### [Job]
How many lines in the data below contain the string "blue"? Reply with the number alone.

### [Data provided]
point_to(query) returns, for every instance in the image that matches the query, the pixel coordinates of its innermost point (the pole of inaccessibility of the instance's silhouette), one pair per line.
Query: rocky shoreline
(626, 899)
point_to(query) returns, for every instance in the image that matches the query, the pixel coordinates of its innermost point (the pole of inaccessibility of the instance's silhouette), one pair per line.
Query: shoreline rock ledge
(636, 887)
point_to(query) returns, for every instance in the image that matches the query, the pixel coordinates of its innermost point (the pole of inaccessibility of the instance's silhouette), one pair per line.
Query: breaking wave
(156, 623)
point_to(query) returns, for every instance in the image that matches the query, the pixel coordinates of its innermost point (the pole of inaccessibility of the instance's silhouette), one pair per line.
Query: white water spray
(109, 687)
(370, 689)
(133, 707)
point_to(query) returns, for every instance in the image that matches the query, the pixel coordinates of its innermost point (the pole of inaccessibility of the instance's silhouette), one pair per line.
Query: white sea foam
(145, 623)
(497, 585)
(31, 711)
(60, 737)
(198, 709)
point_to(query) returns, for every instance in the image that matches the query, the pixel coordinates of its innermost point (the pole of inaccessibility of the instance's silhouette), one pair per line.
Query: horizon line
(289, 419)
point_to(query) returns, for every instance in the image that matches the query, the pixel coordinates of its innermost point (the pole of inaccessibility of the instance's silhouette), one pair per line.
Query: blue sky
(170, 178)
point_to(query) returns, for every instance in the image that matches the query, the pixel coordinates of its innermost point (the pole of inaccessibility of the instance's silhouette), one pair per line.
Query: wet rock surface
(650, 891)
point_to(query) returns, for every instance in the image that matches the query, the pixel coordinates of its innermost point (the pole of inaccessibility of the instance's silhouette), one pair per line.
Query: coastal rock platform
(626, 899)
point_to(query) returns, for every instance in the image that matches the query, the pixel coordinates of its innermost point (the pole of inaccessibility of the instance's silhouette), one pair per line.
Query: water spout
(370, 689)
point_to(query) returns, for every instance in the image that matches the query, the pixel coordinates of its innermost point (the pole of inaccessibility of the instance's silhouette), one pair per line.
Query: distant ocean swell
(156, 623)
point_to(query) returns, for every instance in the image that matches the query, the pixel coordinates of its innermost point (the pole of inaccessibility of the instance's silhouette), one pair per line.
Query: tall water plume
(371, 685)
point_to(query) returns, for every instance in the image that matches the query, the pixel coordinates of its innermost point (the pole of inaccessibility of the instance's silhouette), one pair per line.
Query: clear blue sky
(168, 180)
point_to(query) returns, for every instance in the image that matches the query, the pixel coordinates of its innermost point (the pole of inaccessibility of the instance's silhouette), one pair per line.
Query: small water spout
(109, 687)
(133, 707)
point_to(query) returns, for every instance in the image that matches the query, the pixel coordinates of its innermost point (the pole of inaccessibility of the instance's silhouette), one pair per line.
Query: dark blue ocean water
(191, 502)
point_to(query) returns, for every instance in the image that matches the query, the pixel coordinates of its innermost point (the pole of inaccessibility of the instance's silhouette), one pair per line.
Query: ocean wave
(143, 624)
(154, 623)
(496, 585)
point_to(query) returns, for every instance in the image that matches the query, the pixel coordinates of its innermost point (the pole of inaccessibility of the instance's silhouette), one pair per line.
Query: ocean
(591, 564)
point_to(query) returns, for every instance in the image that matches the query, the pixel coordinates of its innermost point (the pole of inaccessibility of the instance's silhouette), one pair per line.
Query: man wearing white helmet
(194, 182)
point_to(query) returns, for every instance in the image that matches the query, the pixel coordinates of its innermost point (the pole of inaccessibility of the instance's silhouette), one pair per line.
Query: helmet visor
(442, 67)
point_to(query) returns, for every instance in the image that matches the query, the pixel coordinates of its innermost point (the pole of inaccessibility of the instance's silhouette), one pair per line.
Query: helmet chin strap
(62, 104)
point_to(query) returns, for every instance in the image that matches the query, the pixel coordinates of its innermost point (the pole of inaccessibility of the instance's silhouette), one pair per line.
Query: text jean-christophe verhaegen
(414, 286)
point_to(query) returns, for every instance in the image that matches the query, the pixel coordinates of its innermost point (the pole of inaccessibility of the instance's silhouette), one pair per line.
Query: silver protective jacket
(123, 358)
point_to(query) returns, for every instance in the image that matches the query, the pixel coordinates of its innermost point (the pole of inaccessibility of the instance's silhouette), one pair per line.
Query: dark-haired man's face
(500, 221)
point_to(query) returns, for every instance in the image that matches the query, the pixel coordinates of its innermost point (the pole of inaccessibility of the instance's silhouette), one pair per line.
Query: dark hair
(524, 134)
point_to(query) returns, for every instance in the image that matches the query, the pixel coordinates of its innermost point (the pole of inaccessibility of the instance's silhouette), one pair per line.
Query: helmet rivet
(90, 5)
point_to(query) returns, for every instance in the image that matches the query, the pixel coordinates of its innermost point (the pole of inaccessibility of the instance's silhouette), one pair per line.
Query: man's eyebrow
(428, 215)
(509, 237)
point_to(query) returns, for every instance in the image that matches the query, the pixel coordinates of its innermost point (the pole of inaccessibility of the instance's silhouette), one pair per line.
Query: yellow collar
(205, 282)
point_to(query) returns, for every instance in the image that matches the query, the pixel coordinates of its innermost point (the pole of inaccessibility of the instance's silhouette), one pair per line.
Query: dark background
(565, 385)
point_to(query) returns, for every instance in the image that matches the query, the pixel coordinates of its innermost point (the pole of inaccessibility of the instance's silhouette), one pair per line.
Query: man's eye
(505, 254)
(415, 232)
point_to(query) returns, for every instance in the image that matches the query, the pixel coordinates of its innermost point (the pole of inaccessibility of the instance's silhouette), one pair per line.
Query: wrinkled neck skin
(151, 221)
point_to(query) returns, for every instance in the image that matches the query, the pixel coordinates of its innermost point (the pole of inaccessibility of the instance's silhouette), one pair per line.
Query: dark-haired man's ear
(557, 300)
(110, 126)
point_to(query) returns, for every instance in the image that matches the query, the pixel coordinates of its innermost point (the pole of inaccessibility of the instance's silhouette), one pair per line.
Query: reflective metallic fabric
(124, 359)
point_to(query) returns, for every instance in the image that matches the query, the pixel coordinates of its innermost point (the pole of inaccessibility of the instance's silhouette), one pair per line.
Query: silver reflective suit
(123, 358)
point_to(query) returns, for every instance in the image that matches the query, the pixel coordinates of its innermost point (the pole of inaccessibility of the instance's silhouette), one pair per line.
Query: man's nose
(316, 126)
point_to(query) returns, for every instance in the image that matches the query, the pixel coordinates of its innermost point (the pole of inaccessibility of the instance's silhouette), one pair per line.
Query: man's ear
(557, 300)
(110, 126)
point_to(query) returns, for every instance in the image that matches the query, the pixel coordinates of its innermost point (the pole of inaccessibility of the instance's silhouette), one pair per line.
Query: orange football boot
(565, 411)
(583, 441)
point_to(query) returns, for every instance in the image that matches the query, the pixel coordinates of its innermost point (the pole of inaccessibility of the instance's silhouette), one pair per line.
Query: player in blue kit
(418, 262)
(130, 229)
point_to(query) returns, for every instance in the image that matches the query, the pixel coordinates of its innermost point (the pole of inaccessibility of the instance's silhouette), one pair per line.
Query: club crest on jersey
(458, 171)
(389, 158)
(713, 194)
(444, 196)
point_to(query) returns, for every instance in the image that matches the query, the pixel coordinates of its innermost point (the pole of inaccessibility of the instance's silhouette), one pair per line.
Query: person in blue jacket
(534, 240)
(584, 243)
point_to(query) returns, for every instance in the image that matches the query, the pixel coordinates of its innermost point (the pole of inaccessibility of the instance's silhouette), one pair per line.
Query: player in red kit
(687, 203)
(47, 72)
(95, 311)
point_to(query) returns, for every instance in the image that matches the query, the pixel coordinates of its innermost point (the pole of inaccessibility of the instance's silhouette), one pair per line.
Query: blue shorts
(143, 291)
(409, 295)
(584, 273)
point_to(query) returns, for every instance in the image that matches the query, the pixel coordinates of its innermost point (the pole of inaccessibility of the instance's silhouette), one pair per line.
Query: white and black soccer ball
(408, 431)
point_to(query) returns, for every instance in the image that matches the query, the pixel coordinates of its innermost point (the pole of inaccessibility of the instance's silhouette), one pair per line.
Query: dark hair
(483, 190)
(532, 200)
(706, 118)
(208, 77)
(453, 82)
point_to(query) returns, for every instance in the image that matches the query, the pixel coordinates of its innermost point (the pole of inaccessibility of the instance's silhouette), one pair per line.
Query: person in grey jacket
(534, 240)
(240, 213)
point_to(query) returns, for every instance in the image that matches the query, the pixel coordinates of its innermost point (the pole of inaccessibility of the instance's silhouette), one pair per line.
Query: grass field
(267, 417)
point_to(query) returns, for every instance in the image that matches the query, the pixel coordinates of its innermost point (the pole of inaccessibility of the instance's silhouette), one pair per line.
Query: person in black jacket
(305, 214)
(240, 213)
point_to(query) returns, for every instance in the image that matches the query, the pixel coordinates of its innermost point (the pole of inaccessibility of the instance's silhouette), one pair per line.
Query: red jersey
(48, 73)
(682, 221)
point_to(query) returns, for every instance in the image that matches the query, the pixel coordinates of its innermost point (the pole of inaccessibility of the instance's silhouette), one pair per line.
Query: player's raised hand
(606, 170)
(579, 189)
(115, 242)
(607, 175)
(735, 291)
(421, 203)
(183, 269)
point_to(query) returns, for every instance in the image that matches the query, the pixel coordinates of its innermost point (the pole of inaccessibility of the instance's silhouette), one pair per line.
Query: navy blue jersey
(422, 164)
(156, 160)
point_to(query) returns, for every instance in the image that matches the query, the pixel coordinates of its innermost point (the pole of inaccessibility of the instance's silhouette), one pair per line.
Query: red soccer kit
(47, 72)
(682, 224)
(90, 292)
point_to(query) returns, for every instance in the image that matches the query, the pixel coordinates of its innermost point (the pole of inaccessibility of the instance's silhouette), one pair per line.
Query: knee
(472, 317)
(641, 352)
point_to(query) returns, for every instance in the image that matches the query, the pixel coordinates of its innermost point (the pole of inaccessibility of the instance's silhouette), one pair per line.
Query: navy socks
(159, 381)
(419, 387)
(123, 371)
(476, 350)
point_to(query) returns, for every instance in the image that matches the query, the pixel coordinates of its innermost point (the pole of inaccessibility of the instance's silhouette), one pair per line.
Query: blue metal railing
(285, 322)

### [Output of the task]
8